--- Begin ENTRIES SHOWN ---

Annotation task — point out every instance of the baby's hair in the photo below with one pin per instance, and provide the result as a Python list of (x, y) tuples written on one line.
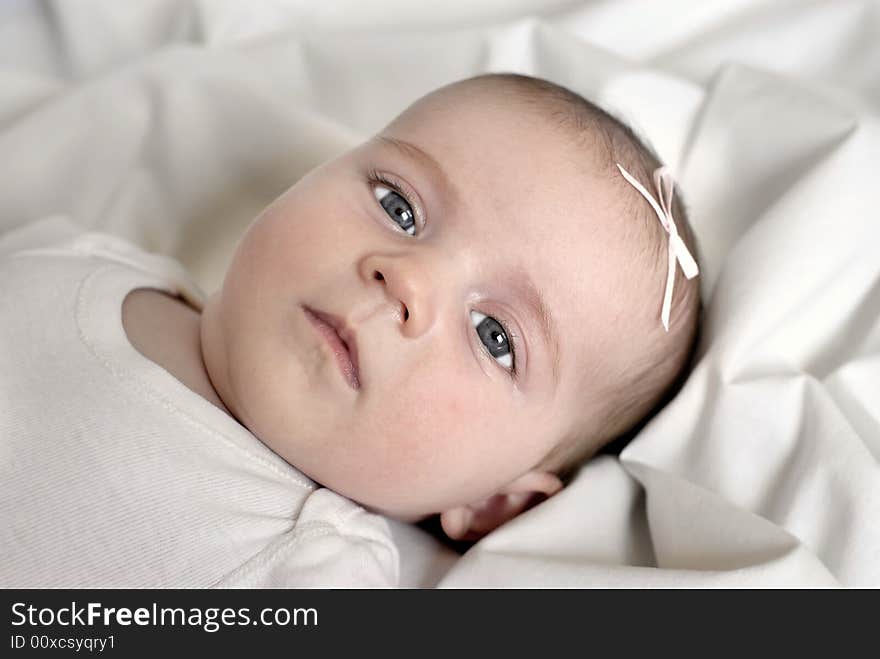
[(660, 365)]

--- End ENTRIES SHOWN ---
--- Begin ENTRIES SHOWN ---

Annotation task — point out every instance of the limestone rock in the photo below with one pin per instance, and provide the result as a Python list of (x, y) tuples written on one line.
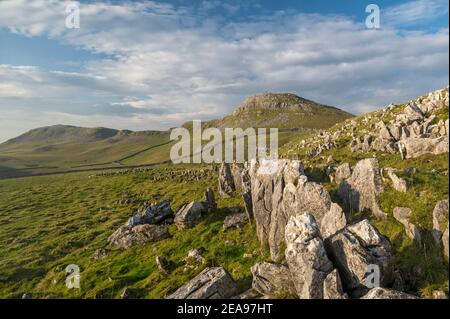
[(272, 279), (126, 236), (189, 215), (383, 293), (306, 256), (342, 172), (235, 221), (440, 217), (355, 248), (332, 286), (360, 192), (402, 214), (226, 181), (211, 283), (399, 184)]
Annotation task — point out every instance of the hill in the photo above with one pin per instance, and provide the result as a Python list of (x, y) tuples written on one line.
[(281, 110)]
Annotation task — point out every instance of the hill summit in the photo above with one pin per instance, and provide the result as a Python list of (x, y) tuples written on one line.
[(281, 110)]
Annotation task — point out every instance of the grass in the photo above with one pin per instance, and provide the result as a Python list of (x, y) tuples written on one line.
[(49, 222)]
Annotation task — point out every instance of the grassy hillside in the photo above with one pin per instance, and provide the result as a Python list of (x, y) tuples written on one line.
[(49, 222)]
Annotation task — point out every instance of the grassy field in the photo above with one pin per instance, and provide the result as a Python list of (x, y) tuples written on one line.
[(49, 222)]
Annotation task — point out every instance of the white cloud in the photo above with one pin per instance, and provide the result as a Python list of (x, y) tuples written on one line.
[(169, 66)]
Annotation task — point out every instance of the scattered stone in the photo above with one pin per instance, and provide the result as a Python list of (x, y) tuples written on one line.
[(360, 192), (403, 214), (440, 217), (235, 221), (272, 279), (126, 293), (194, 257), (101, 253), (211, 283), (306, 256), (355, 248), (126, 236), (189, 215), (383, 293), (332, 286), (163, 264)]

--- End ENTRIES SHOWN ---

EXERCISE OBJECTIVE:
Rescale the lines from the line with "Annotation task — point out every instance of the baby's" to the line with "[(660, 365)]", both included, by writing them out again, request included, with every point coordinate in the answers multiplied by 0.7 and rounded to whole numbers, halves up. Leave the picture out.

WRITTEN SOLUTION:
Annotation task — point out every instance of the baby's hair in the photo below with one pin per instance, and provide the result as a Python list of (x, y) tuples written on one line.
[(462, 256)]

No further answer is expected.